Information supplied:
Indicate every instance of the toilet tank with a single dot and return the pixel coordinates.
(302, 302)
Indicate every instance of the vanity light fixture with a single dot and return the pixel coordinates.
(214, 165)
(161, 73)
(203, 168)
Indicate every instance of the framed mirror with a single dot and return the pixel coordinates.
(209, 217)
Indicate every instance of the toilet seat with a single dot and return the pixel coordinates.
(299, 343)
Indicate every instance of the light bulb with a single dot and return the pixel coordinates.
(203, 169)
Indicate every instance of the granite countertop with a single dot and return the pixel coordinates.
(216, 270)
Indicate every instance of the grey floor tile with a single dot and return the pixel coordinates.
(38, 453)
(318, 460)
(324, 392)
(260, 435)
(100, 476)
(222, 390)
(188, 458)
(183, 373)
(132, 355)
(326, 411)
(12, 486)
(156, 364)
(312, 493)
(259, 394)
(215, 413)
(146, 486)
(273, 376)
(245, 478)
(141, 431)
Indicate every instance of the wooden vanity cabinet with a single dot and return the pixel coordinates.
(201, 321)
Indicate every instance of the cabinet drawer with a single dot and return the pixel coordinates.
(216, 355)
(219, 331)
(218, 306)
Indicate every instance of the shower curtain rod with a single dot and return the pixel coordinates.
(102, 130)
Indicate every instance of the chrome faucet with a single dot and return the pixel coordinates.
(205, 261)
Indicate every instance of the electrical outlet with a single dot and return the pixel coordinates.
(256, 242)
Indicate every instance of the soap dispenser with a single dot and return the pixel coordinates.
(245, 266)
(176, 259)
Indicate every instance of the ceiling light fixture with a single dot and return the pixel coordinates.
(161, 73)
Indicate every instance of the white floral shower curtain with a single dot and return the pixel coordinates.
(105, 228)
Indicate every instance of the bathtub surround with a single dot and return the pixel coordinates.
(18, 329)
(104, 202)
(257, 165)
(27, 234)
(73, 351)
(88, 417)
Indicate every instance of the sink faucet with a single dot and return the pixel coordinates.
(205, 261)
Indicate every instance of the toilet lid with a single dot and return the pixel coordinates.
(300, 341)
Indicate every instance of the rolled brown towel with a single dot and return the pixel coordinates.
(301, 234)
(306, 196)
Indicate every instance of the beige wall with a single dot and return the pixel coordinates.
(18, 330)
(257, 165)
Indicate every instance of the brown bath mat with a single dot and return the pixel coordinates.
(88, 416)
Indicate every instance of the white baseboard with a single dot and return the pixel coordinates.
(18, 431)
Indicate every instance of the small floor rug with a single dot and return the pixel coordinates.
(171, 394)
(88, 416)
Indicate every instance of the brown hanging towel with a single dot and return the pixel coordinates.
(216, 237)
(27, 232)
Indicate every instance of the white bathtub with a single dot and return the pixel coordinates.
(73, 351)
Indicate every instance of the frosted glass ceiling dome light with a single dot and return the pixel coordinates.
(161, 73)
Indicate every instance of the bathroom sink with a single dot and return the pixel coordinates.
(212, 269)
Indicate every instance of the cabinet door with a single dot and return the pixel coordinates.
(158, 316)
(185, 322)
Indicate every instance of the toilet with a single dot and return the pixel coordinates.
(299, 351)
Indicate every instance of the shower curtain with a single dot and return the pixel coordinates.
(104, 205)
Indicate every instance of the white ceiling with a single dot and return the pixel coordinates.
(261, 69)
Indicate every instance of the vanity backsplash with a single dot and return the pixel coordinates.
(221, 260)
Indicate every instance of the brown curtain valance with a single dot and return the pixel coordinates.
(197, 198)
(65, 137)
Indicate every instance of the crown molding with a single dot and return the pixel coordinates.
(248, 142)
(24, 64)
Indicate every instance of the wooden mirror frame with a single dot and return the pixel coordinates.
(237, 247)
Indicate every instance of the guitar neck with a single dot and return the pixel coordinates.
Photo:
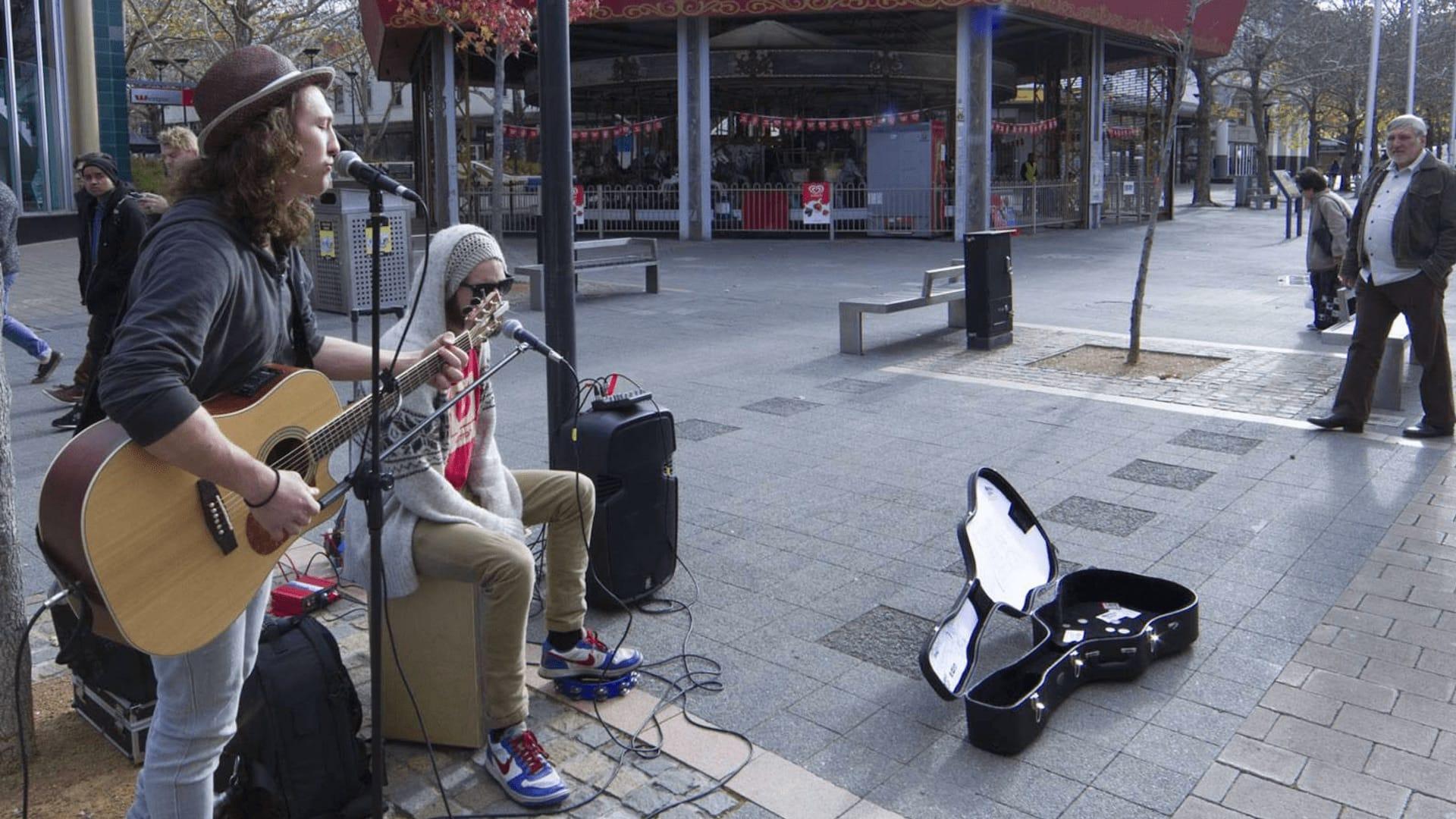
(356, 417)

---

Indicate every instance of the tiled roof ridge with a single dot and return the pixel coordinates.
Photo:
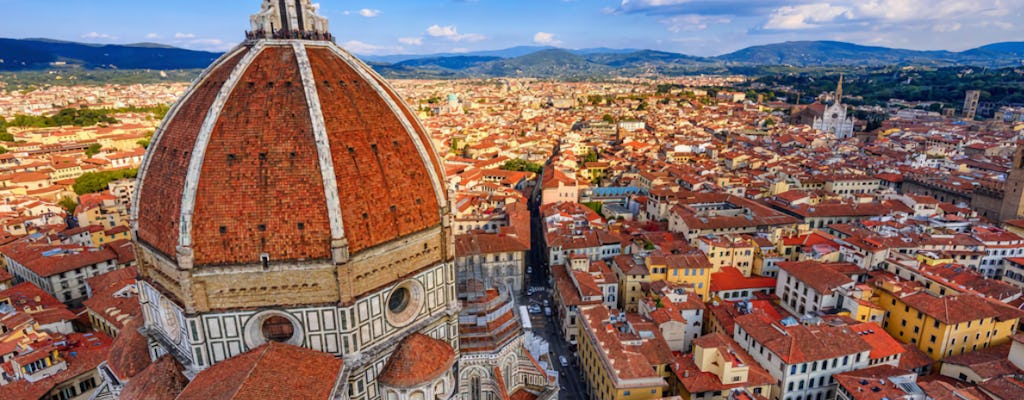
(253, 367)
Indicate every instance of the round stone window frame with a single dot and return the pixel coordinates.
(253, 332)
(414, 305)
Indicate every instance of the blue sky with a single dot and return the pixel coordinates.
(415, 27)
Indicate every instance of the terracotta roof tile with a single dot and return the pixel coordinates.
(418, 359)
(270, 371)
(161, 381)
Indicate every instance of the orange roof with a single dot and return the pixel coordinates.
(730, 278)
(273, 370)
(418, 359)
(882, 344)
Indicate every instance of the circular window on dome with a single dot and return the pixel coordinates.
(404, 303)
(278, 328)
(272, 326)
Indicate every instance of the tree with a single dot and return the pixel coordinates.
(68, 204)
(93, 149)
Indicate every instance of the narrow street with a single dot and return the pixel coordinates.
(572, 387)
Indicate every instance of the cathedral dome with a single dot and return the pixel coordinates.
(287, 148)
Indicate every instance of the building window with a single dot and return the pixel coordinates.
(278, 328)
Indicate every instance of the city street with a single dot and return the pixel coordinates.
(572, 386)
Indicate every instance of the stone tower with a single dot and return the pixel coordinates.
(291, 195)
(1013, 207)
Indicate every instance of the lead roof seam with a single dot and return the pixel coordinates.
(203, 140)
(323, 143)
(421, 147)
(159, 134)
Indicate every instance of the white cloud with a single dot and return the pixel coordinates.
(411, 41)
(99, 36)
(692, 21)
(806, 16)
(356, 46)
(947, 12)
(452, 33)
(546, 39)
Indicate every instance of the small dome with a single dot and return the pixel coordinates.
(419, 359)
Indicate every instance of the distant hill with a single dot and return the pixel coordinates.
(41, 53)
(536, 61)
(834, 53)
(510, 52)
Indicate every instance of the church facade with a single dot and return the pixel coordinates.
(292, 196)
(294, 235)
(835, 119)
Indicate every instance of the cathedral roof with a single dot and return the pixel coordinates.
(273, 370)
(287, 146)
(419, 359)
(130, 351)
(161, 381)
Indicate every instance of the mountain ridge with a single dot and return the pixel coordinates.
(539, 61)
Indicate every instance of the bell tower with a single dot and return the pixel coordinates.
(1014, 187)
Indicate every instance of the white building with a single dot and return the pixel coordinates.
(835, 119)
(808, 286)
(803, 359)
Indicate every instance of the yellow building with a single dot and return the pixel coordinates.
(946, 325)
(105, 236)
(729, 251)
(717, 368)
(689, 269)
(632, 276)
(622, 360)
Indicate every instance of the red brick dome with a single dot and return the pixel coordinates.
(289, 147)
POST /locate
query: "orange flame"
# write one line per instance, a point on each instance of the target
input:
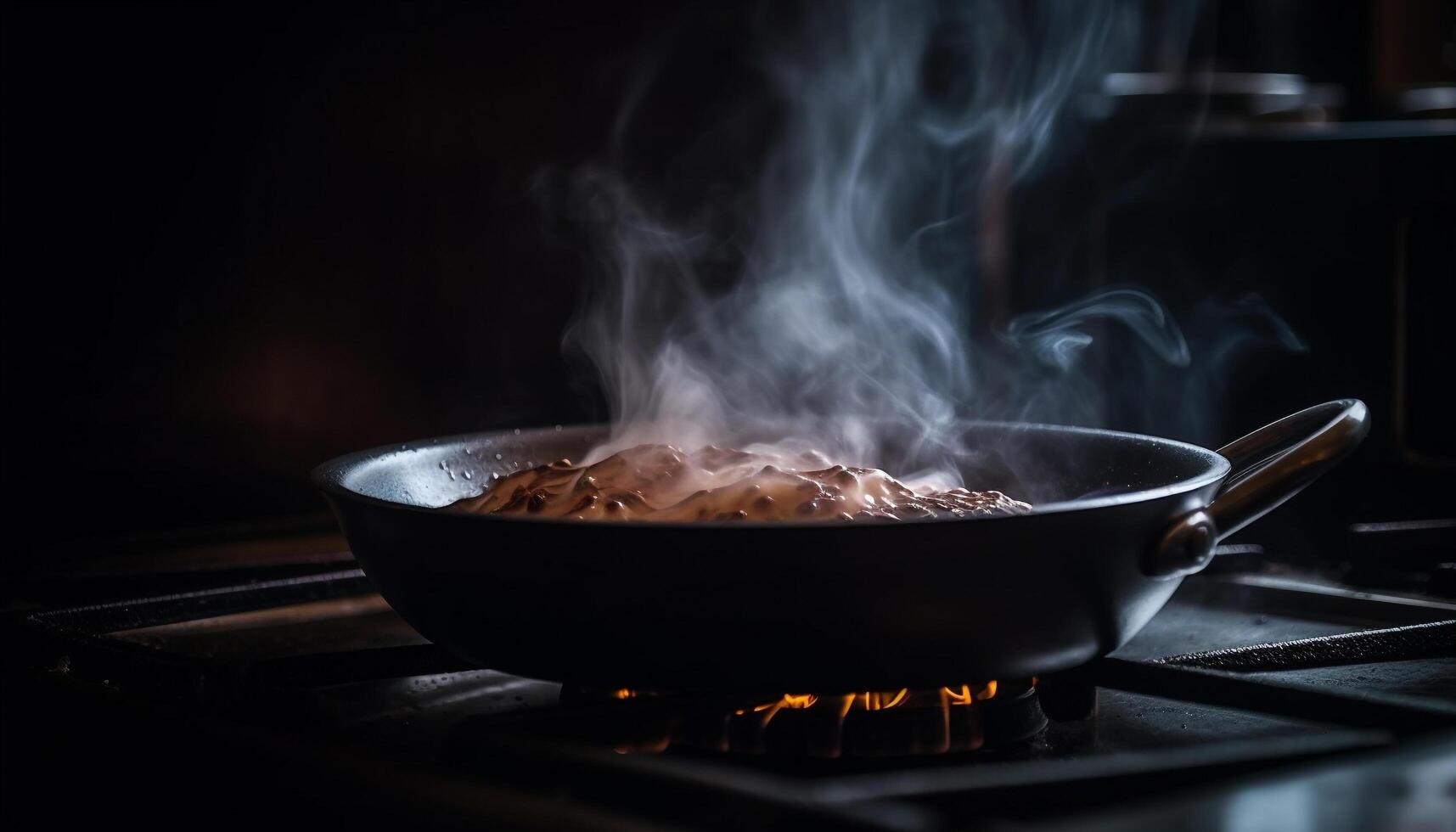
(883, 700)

Request:
Pull out every line in the records above that contains the word "bathtub", and copy each one without changes.

Result:
Indicate every instance of the bathtub surround with a single dot and return the pixel coordinates.
Indicate every instance of the white bathtub with a single dot and return the pixel coordinates.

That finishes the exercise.